* Given task
Reproduce word for word the data starting with the line containing "surface and give integer pixel coordinates." and going on through the last line of the data.

* Dataset content
********
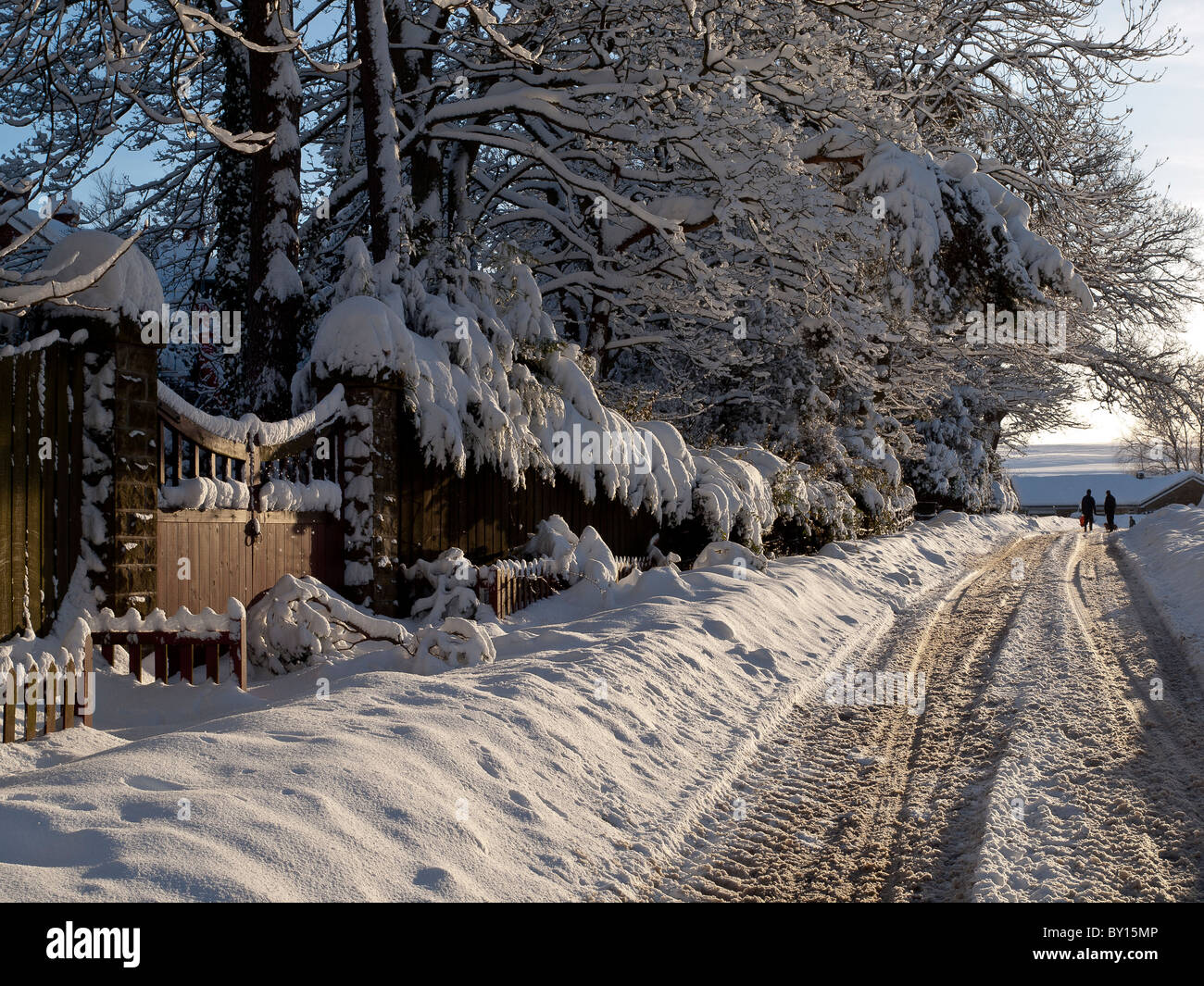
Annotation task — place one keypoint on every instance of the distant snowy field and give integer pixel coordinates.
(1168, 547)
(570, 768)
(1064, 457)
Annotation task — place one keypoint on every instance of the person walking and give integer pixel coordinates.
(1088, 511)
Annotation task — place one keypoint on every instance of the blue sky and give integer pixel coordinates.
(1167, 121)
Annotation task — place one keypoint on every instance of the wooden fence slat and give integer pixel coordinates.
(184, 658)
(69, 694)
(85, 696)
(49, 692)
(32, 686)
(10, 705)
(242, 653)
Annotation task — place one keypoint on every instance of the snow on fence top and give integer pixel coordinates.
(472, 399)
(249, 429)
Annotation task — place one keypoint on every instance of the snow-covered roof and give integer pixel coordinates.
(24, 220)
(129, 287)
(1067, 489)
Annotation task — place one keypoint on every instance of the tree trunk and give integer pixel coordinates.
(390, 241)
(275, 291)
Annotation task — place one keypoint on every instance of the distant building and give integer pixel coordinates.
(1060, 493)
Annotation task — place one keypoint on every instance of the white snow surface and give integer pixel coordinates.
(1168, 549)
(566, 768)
********
* Exercise result
Annotation task — place one keypoint on every instance of the white snow surface and give integer pixel coordinates.
(1168, 549)
(566, 768)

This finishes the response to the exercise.